MATERIAL FOR THIS TASK: Begin

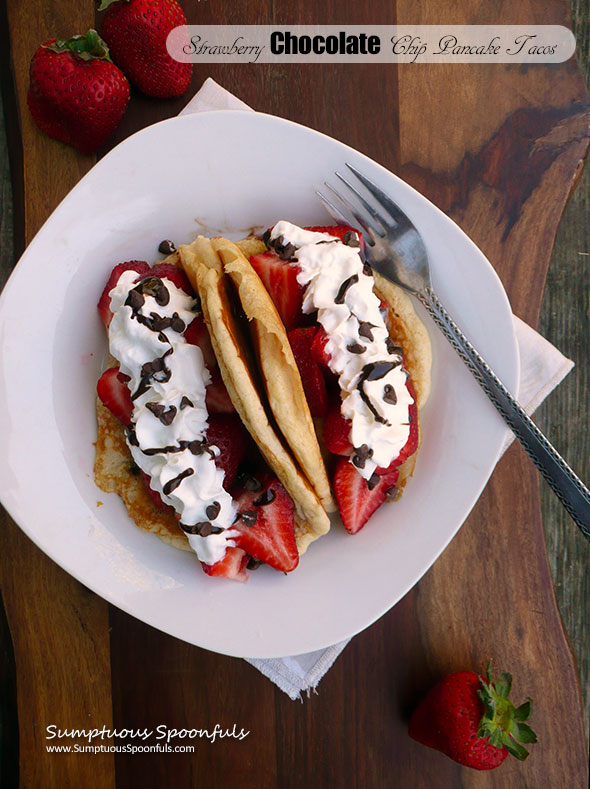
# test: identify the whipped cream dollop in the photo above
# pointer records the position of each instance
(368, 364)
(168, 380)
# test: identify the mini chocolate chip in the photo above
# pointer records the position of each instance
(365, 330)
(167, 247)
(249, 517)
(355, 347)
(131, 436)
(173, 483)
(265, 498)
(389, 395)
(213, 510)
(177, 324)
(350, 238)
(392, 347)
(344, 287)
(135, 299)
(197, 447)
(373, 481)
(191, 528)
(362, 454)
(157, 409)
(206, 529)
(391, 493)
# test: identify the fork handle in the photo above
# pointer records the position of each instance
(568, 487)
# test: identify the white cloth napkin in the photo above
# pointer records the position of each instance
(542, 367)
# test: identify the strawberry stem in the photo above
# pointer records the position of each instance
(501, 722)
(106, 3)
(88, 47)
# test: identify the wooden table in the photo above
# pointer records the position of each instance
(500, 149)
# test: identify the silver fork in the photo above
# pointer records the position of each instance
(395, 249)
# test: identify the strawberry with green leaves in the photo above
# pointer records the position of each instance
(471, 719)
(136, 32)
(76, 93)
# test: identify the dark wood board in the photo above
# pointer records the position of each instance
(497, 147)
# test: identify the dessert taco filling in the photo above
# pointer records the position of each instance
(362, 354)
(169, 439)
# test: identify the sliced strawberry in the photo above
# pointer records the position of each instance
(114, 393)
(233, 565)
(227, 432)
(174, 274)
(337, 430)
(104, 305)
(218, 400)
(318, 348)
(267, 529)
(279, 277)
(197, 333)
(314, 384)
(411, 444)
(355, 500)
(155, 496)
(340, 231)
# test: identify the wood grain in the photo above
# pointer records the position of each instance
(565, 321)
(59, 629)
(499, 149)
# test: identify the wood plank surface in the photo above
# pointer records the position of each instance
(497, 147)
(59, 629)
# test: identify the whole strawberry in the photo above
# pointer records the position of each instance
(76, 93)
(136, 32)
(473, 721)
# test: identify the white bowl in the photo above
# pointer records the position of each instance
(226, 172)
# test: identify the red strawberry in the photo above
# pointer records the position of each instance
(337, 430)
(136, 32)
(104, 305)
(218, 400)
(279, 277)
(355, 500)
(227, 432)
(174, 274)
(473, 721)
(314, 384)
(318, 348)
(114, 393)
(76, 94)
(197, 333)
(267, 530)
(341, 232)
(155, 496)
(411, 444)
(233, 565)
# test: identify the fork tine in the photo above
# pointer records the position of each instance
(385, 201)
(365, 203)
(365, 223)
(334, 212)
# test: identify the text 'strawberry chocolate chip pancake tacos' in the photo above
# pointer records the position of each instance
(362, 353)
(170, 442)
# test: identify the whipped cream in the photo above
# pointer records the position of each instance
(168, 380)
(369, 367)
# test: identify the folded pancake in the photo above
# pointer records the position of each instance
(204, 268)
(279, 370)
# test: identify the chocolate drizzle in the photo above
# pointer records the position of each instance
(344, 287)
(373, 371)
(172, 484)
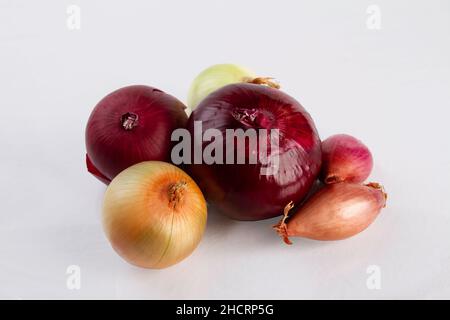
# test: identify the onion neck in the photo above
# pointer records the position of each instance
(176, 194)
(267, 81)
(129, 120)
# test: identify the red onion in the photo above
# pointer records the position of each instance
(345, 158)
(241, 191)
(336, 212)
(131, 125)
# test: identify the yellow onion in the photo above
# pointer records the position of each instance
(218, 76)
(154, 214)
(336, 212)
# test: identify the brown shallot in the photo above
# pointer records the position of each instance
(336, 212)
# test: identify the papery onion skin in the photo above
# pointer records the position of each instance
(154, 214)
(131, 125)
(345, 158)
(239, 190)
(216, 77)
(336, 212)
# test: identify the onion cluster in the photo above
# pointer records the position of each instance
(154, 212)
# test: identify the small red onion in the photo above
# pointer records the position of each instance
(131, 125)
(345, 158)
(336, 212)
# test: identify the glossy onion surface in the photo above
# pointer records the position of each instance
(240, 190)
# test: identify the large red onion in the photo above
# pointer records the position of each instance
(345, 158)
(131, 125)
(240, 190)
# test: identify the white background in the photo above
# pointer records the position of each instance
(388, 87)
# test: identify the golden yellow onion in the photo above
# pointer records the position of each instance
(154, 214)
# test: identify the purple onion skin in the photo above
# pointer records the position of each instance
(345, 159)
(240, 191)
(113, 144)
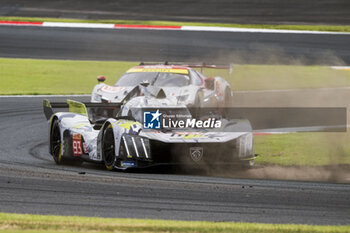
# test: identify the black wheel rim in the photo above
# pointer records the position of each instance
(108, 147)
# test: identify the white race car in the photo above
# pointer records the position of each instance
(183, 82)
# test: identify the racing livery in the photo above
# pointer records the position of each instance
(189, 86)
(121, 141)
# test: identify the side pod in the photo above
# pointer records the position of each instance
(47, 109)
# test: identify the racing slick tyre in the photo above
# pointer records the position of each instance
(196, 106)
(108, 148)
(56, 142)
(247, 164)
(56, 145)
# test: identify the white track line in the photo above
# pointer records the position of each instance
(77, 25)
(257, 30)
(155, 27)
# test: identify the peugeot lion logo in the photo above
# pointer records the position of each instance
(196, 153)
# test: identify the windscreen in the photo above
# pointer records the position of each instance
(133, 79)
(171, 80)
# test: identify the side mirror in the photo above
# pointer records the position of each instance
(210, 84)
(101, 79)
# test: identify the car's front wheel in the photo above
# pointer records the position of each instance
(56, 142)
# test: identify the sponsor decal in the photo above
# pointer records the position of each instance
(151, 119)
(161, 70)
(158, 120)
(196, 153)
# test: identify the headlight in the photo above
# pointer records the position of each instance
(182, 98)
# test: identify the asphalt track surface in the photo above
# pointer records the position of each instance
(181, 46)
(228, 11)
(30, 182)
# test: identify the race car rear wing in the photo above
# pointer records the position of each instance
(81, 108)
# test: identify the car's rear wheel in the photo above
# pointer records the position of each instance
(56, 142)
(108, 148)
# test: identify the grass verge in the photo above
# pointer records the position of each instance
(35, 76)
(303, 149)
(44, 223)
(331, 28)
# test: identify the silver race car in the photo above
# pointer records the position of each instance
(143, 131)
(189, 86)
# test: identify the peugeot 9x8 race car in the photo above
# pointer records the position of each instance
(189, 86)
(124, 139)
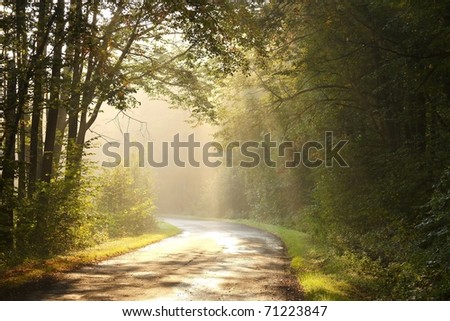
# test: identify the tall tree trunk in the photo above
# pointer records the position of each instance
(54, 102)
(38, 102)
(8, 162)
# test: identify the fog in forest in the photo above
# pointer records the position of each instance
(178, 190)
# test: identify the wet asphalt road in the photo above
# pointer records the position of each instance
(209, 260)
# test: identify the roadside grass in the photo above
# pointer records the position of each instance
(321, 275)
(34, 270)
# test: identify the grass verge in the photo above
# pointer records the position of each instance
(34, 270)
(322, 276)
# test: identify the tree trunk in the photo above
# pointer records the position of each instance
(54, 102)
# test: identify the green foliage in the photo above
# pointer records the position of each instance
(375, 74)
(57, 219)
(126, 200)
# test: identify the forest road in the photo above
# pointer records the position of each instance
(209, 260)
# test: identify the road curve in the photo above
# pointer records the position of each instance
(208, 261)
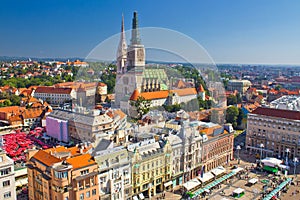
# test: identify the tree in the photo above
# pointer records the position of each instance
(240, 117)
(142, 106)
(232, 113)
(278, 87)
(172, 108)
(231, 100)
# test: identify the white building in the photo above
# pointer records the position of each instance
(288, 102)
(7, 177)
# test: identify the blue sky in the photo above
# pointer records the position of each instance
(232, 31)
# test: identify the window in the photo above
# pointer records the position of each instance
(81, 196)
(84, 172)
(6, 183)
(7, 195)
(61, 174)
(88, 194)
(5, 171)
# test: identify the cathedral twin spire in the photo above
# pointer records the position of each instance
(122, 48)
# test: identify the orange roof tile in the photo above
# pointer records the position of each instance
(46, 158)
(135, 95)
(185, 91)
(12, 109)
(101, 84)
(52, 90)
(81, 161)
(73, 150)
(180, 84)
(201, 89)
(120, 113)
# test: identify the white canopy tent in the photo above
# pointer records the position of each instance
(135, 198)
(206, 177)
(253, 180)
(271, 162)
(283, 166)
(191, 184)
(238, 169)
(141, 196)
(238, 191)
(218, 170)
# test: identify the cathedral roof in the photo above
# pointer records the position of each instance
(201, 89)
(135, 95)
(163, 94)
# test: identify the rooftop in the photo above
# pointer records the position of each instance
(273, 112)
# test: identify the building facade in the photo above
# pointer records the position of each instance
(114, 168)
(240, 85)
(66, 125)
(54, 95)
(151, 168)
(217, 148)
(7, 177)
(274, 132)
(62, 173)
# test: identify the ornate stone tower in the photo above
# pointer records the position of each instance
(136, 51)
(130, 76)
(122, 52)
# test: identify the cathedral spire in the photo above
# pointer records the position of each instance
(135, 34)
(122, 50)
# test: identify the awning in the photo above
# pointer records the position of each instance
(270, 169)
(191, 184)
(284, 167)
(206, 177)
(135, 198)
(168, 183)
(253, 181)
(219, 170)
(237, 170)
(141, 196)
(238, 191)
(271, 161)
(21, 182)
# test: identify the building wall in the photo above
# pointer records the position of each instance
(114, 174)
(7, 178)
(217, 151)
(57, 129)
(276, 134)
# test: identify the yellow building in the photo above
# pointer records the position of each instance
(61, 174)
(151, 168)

MATERIAL FOR THIS TASK: End
MATERIAL FOR THIS TASK: Begin

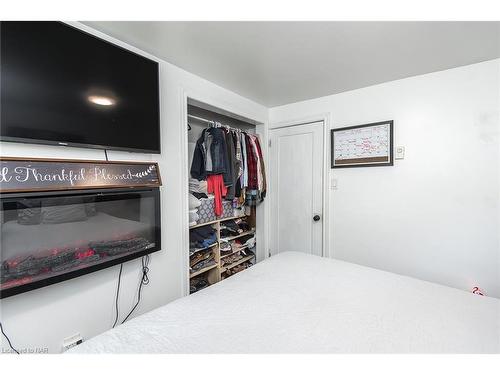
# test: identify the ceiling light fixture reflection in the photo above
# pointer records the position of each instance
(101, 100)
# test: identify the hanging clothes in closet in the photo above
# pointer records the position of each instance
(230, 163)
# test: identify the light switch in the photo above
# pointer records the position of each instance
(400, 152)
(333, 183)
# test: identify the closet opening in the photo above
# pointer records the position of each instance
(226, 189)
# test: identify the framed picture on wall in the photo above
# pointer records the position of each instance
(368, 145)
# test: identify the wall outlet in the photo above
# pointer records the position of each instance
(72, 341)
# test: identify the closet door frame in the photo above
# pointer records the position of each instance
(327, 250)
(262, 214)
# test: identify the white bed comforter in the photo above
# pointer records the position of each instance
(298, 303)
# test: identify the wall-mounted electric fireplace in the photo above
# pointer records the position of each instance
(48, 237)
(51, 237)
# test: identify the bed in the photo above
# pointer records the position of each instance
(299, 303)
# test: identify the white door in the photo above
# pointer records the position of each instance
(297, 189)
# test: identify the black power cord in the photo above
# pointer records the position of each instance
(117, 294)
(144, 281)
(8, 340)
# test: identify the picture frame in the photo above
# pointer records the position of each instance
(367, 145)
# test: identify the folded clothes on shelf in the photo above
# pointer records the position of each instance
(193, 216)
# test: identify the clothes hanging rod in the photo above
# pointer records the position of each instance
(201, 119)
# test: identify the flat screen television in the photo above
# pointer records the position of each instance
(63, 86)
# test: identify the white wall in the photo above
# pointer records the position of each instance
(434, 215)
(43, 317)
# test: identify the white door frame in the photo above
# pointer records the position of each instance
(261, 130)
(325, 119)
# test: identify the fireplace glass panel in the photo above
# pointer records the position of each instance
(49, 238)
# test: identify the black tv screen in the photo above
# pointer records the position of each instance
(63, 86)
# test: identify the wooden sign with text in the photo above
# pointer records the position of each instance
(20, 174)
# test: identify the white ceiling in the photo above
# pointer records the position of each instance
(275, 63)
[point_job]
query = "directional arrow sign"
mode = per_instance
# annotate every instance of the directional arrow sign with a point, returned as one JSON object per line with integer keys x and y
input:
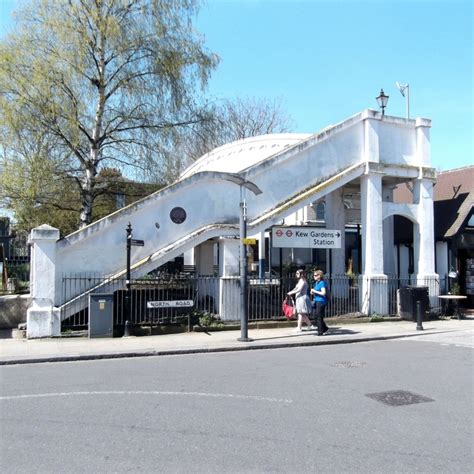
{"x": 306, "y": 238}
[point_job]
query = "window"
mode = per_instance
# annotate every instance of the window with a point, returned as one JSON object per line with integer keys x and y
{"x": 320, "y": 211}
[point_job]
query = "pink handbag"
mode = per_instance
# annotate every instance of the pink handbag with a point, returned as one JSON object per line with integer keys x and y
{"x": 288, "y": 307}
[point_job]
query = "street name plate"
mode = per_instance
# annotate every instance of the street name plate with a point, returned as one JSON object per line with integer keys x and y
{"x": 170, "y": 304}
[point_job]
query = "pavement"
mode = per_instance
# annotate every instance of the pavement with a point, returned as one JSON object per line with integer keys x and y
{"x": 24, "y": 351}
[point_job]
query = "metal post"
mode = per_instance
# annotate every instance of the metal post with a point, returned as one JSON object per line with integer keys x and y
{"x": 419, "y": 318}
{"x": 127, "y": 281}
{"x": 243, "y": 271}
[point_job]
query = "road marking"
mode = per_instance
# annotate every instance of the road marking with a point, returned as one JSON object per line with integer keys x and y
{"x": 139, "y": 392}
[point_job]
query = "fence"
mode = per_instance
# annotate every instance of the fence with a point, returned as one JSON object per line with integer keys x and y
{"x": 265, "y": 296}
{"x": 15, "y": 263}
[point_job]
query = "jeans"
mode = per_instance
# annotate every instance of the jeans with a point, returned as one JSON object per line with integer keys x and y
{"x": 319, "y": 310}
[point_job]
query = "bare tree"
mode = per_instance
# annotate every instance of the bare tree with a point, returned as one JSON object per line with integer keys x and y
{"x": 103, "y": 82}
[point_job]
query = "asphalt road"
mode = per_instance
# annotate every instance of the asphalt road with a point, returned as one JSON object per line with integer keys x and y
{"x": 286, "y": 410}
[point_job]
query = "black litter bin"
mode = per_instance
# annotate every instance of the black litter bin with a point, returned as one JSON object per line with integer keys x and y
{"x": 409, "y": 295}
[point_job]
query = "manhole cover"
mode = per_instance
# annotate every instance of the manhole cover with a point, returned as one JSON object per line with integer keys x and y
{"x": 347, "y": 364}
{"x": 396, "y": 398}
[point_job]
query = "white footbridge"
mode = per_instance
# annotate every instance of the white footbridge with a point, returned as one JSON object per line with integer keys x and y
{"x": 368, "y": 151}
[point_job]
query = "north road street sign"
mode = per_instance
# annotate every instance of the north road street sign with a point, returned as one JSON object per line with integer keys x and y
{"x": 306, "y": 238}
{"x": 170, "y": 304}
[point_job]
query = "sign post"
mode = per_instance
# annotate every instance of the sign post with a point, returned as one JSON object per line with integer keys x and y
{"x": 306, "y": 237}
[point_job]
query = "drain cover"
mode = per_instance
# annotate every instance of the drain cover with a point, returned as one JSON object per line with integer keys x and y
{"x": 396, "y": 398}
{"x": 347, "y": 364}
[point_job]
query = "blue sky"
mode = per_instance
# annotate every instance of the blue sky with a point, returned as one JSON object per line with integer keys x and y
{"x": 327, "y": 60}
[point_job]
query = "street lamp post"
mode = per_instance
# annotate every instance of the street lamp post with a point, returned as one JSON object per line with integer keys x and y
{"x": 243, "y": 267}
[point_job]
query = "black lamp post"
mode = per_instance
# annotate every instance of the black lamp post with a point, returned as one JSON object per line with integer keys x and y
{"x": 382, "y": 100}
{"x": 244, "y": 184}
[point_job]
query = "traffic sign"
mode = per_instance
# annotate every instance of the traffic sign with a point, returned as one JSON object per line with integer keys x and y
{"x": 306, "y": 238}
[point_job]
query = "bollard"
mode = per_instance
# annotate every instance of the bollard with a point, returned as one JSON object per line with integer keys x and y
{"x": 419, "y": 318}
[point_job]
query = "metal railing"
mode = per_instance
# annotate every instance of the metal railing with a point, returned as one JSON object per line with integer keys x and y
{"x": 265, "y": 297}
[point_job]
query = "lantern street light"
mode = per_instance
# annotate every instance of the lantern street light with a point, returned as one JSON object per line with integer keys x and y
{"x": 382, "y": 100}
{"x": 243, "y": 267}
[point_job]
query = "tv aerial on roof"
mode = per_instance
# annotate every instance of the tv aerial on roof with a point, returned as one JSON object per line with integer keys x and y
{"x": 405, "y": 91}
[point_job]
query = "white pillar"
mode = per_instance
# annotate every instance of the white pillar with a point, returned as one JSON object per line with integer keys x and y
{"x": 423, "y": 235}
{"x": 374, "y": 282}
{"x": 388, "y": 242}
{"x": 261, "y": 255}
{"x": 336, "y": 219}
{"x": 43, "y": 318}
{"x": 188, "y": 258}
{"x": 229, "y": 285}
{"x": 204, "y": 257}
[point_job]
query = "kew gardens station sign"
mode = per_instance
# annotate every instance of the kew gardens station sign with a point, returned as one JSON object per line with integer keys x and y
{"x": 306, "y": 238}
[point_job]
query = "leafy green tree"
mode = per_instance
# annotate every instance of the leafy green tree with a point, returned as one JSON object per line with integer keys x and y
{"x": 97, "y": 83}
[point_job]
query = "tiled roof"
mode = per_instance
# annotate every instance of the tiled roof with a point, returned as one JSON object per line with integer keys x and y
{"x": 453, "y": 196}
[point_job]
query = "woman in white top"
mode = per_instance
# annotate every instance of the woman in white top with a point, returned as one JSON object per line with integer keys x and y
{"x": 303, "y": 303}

MATERIAL FOR THIS TASK: End

▶ WORK TO BE COMPLETED
From the records above, quote word for word only the lines beginning at the line that has "# test: identify the golden" and stopping after the line that has "# test: identify the white race". Omit the pictures.

▶ RESULT OF THE EXERCISE
# test: identify the golden yellow onion in the photo above
# pointer records the position of each instance
(154, 214)
# test: identify the purple onion skin in the photo above
# pointer records the position of each instance
(345, 159)
(240, 191)
(113, 144)
# test: identify the black wheel rim in the photo above
# pointer records the position of each instance
(108, 147)
# test: identify the white race car in the photo above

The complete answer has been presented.